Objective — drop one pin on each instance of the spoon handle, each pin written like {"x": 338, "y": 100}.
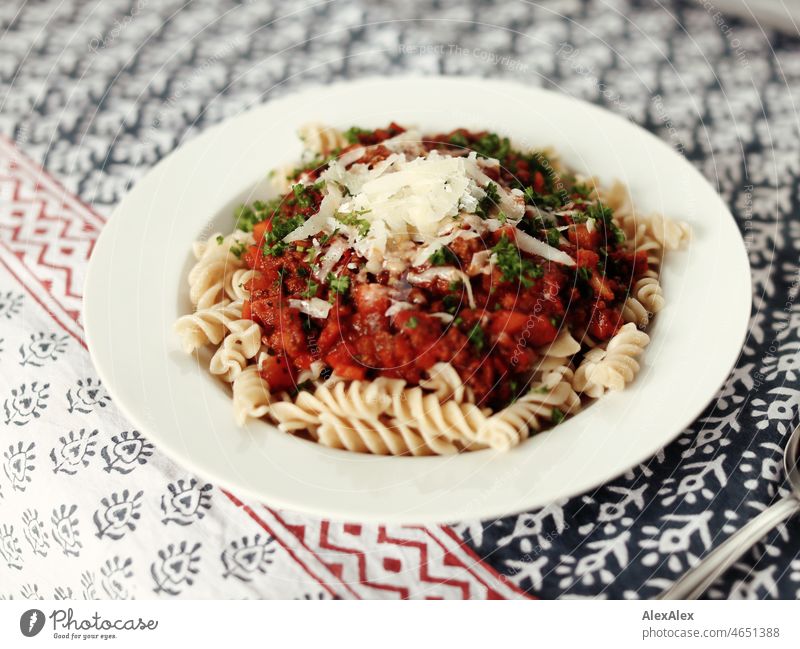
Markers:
{"x": 698, "y": 578}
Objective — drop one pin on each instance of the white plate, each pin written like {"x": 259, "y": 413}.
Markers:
{"x": 136, "y": 288}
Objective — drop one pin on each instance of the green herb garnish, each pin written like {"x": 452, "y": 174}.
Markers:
{"x": 442, "y": 257}
{"x": 477, "y": 337}
{"x": 513, "y": 265}
{"x": 338, "y": 284}
{"x": 311, "y": 288}
{"x": 352, "y": 219}
{"x": 352, "y": 134}
{"x": 557, "y": 416}
{"x": 491, "y": 199}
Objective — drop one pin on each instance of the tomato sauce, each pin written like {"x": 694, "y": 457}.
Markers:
{"x": 492, "y": 345}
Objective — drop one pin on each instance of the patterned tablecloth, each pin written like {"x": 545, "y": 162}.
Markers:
{"x": 94, "y": 94}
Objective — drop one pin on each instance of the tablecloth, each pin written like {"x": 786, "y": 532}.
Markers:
{"x": 93, "y": 94}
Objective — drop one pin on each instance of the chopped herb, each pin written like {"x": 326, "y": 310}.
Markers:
{"x": 459, "y": 139}
{"x": 281, "y": 275}
{"x": 599, "y": 212}
{"x": 311, "y": 288}
{"x": 281, "y": 226}
{"x": 491, "y": 199}
{"x": 352, "y": 134}
{"x": 451, "y": 302}
{"x": 557, "y": 416}
{"x": 302, "y": 196}
{"x": 491, "y": 145}
{"x": 313, "y": 165}
{"x": 477, "y": 337}
{"x": 583, "y": 190}
{"x": 442, "y": 257}
{"x": 246, "y": 216}
{"x": 304, "y": 386}
{"x": 323, "y": 240}
{"x": 351, "y": 218}
{"x": 551, "y": 201}
{"x": 513, "y": 265}
{"x": 338, "y": 284}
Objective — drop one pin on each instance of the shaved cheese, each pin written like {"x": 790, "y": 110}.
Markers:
{"x": 349, "y": 157}
{"x": 314, "y": 307}
{"x": 427, "y": 250}
{"x": 397, "y": 307}
{"x": 332, "y": 255}
{"x": 512, "y": 203}
{"x": 480, "y": 264}
{"x": 447, "y": 273}
{"x": 317, "y": 222}
{"x": 527, "y": 243}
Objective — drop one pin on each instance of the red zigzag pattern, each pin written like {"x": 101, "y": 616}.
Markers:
{"x": 47, "y": 237}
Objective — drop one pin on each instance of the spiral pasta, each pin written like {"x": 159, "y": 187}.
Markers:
{"x": 206, "y": 326}
{"x": 548, "y": 401}
{"x": 210, "y": 277}
{"x": 251, "y": 397}
{"x": 321, "y": 140}
{"x": 334, "y": 228}
{"x": 242, "y": 343}
{"x": 615, "y": 366}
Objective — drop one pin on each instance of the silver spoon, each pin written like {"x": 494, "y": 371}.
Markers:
{"x": 695, "y": 582}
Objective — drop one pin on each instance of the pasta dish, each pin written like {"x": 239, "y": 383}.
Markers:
{"x": 419, "y": 294}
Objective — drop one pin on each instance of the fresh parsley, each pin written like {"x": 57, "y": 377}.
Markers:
{"x": 513, "y": 265}
{"x": 451, "y": 302}
{"x": 491, "y": 145}
{"x": 477, "y": 337}
{"x": 311, "y": 288}
{"x": 274, "y": 245}
{"x": 338, "y": 284}
{"x": 442, "y": 257}
{"x": 352, "y": 134}
{"x": 489, "y": 201}
{"x": 557, "y": 416}
{"x": 459, "y": 139}
{"x": 246, "y": 216}
{"x": 353, "y": 219}
{"x": 237, "y": 249}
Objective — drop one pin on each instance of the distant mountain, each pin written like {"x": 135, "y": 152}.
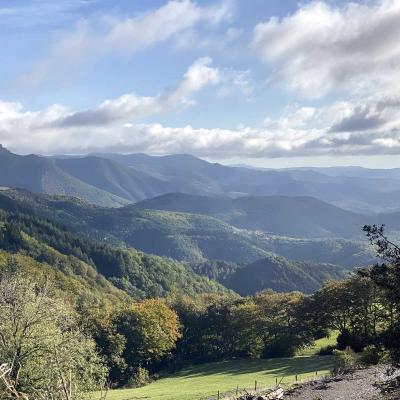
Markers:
{"x": 109, "y": 176}
{"x": 96, "y": 265}
{"x": 113, "y": 180}
{"x": 193, "y": 238}
{"x": 281, "y": 275}
{"x": 292, "y": 216}
{"x": 43, "y": 175}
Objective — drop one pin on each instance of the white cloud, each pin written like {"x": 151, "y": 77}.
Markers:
{"x": 321, "y": 48}
{"x": 301, "y": 131}
{"x": 127, "y": 35}
{"x": 236, "y": 80}
{"x": 128, "y": 106}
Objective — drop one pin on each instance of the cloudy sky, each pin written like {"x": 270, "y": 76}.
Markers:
{"x": 269, "y": 83}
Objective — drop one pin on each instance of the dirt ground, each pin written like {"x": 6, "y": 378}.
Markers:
{"x": 360, "y": 385}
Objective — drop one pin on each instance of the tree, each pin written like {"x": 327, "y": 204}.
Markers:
{"x": 151, "y": 330}
{"x": 387, "y": 277}
{"x": 49, "y": 356}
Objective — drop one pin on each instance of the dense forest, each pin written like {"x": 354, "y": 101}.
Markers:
{"x": 133, "y": 314}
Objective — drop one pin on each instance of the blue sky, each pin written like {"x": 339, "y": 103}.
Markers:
{"x": 270, "y": 83}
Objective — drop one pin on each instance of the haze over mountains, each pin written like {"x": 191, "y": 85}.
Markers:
{"x": 113, "y": 180}
{"x": 249, "y": 229}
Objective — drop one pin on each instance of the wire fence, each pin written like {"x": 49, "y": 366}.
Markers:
{"x": 260, "y": 388}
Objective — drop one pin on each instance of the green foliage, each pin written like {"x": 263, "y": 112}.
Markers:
{"x": 344, "y": 361}
{"x": 151, "y": 330}
{"x": 42, "y": 343}
{"x": 327, "y": 350}
{"x": 139, "y": 274}
{"x": 373, "y": 355}
{"x": 139, "y": 378}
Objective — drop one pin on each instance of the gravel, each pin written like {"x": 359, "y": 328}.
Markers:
{"x": 360, "y": 385}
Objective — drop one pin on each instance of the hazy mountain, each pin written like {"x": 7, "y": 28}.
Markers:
{"x": 188, "y": 237}
{"x": 292, "y": 216}
{"x": 136, "y": 273}
{"x": 279, "y": 274}
{"x": 43, "y": 175}
{"x": 353, "y": 188}
{"x": 115, "y": 179}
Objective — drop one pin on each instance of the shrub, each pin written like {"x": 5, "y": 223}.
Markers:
{"x": 373, "y": 355}
{"x": 326, "y": 350}
{"x": 344, "y": 361}
{"x": 139, "y": 378}
{"x": 280, "y": 348}
{"x": 347, "y": 339}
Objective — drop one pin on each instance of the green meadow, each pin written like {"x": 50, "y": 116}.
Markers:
{"x": 205, "y": 380}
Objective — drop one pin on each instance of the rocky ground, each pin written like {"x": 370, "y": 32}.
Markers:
{"x": 364, "y": 384}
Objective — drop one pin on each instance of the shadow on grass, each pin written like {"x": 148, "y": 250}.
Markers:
{"x": 275, "y": 366}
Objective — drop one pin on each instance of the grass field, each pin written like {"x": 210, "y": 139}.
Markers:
{"x": 205, "y": 380}
{"x": 202, "y": 381}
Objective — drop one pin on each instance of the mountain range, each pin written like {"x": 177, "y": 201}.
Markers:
{"x": 113, "y": 180}
{"x": 248, "y": 229}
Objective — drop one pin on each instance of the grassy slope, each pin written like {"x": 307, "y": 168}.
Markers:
{"x": 205, "y": 380}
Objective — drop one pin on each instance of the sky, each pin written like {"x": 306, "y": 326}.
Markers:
{"x": 262, "y": 82}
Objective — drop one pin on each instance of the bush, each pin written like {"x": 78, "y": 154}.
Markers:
{"x": 280, "y": 348}
{"x": 373, "y": 355}
{"x": 326, "y": 350}
{"x": 347, "y": 339}
{"x": 344, "y": 361}
{"x": 139, "y": 378}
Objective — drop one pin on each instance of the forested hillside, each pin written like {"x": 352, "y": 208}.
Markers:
{"x": 136, "y": 273}
{"x": 292, "y": 216}
{"x": 113, "y": 180}
{"x": 200, "y": 241}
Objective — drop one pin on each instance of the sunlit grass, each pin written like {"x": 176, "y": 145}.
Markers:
{"x": 207, "y": 379}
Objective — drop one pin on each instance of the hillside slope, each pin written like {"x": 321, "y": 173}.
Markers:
{"x": 188, "y": 237}
{"x": 281, "y": 215}
{"x": 42, "y": 175}
{"x": 136, "y": 273}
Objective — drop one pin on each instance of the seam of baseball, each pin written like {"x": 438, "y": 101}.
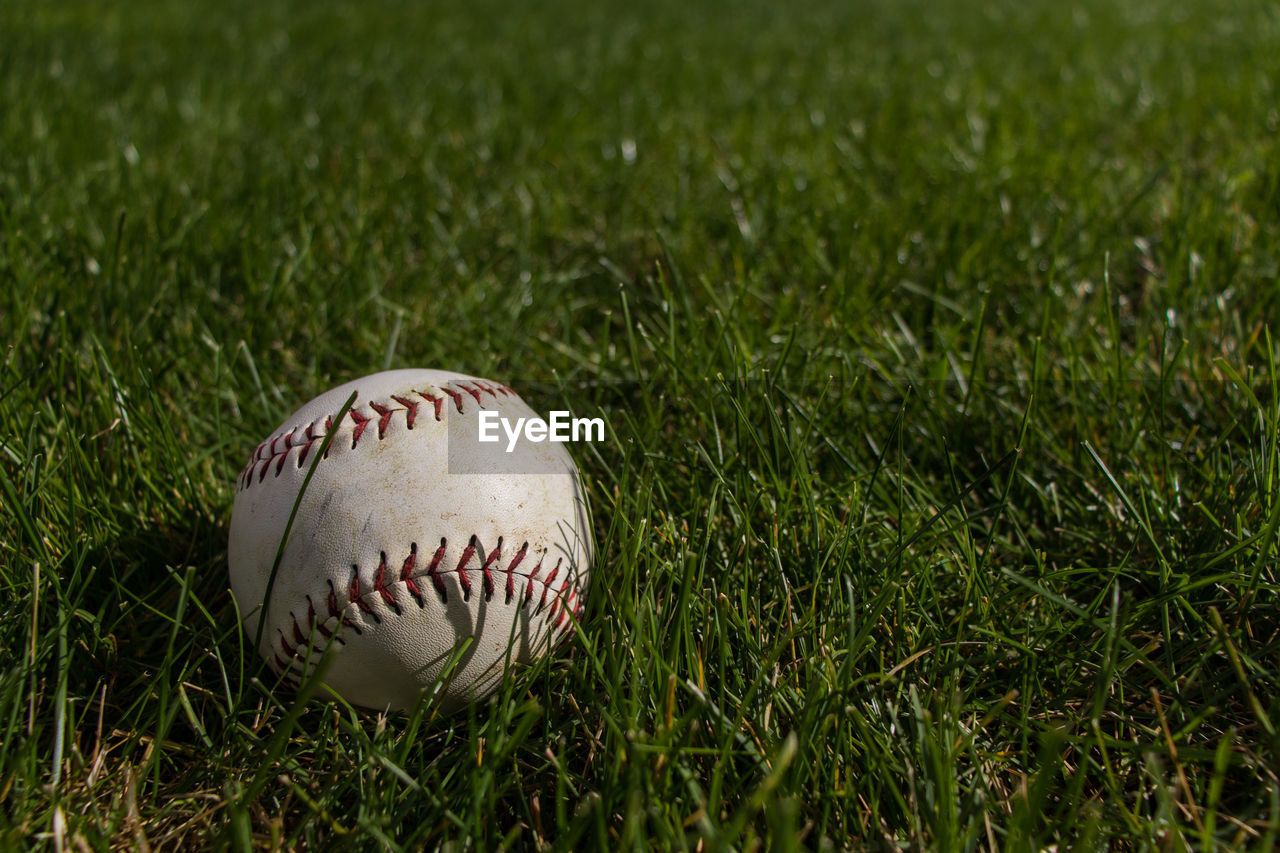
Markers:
{"x": 565, "y": 601}
{"x": 378, "y": 413}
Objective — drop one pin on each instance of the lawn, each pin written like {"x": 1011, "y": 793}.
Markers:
{"x": 936, "y": 341}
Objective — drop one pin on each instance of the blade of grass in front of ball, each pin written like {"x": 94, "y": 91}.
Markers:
{"x": 293, "y": 514}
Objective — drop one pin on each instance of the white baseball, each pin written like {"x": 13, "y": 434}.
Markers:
{"x": 410, "y": 538}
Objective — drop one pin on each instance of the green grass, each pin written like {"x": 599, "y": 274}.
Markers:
{"x": 936, "y": 340}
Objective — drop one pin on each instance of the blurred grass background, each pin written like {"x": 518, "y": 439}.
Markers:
{"x": 941, "y": 503}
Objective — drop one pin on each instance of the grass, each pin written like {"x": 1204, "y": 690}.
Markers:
{"x": 936, "y": 341}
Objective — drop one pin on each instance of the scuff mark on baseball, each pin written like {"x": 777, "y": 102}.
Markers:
{"x": 411, "y": 538}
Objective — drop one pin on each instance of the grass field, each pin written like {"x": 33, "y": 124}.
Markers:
{"x": 937, "y": 342}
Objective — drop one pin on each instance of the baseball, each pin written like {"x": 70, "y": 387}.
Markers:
{"x": 411, "y": 539}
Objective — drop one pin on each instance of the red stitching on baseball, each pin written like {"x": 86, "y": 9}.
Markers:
{"x": 435, "y": 578}
{"x": 511, "y": 570}
{"x": 361, "y": 422}
{"x": 437, "y": 402}
{"x": 410, "y": 409}
{"x": 565, "y": 601}
{"x": 462, "y": 576}
{"x": 487, "y": 576}
{"x": 274, "y": 451}
{"x": 407, "y": 574}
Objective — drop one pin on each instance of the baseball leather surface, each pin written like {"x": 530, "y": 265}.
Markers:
{"x": 410, "y": 538}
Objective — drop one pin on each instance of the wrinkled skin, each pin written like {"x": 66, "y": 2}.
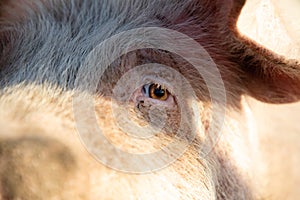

______________________________

WHAT IS REQUIRED: Tally how many lines in the entries above contain the string "green", counting only matches with the same letter case, and reply with the number alone.

RESPONSE BELOW: 4